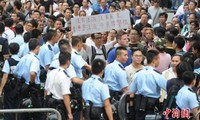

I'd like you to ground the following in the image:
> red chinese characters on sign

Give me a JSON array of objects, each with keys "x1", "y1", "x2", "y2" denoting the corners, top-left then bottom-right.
[{"x1": 163, "y1": 108, "x2": 190, "y2": 119}]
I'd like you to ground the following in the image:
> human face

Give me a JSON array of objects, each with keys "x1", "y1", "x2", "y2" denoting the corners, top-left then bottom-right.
[
  {"x1": 101, "y1": 32, "x2": 108, "y2": 44},
  {"x1": 129, "y1": 30, "x2": 139, "y2": 43},
  {"x1": 33, "y1": 12, "x2": 40, "y2": 20},
  {"x1": 141, "y1": 14, "x2": 148, "y2": 24},
  {"x1": 109, "y1": 30, "x2": 116, "y2": 40},
  {"x1": 38, "y1": 21, "x2": 44, "y2": 31},
  {"x1": 159, "y1": 15, "x2": 166, "y2": 23},
  {"x1": 73, "y1": 4, "x2": 80, "y2": 14},
  {"x1": 118, "y1": 34, "x2": 128, "y2": 47},
  {"x1": 190, "y1": 23, "x2": 196, "y2": 31},
  {"x1": 189, "y1": 2, "x2": 196, "y2": 10},
  {"x1": 63, "y1": 2, "x2": 69, "y2": 10},
  {"x1": 26, "y1": 23, "x2": 33, "y2": 32},
  {"x1": 101, "y1": 0, "x2": 106, "y2": 8},
  {"x1": 48, "y1": 19, "x2": 54, "y2": 27},
  {"x1": 108, "y1": 6, "x2": 116, "y2": 13},
  {"x1": 39, "y1": 6, "x2": 45, "y2": 13},
  {"x1": 55, "y1": 20, "x2": 63, "y2": 29},
  {"x1": 11, "y1": 14, "x2": 19, "y2": 23},
  {"x1": 117, "y1": 50, "x2": 128, "y2": 63},
  {"x1": 135, "y1": 6, "x2": 141, "y2": 15},
  {"x1": 119, "y1": 1, "x2": 126, "y2": 9},
  {"x1": 94, "y1": 34, "x2": 102, "y2": 47},
  {"x1": 65, "y1": 9, "x2": 72, "y2": 19},
  {"x1": 172, "y1": 56, "x2": 181, "y2": 69},
  {"x1": 172, "y1": 17, "x2": 179, "y2": 25},
  {"x1": 82, "y1": 0, "x2": 88, "y2": 8},
  {"x1": 132, "y1": 50, "x2": 143, "y2": 64},
  {"x1": 79, "y1": 11, "x2": 86, "y2": 16},
  {"x1": 145, "y1": 29, "x2": 153, "y2": 41}
]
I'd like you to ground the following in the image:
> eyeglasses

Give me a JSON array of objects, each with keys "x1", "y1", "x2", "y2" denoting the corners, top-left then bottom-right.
[{"x1": 133, "y1": 55, "x2": 142, "y2": 57}]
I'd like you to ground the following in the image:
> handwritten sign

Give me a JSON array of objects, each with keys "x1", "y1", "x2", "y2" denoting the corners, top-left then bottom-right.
[{"x1": 71, "y1": 10, "x2": 130, "y2": 36}]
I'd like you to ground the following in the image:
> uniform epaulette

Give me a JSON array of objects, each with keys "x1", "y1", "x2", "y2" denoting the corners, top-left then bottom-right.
[
  {"x1": 188, "y1": 88, "x2": 194, "y2": 93},
  {"x1": 153, "y1": 69, "x2": 162, "y2": 74},
  {"x1": 136, "y1": 69, "x2": 142, "y2": 73},
  {"x1": 119, "y1": 64, "x2": 125, "y2": 70},
  {"x1": 48, "y1": 45, "x2": 53, "y2": 51},
  {"x1": 74, "y1": 51, "x2": 79, "y2": 55},
  {"x1": 63, "y1": 70, "x2": 69, "y2": 77},
  {"x1": 98, "y1": 78, "x2": 102, "y2": 82}
]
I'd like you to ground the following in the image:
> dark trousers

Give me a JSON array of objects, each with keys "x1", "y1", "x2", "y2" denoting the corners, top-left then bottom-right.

▸ EXERCISE DETAILS: How many lines in the entries above contain the string "sign"? Case counts. Reply with the number only.

▸ RESPONSE: 2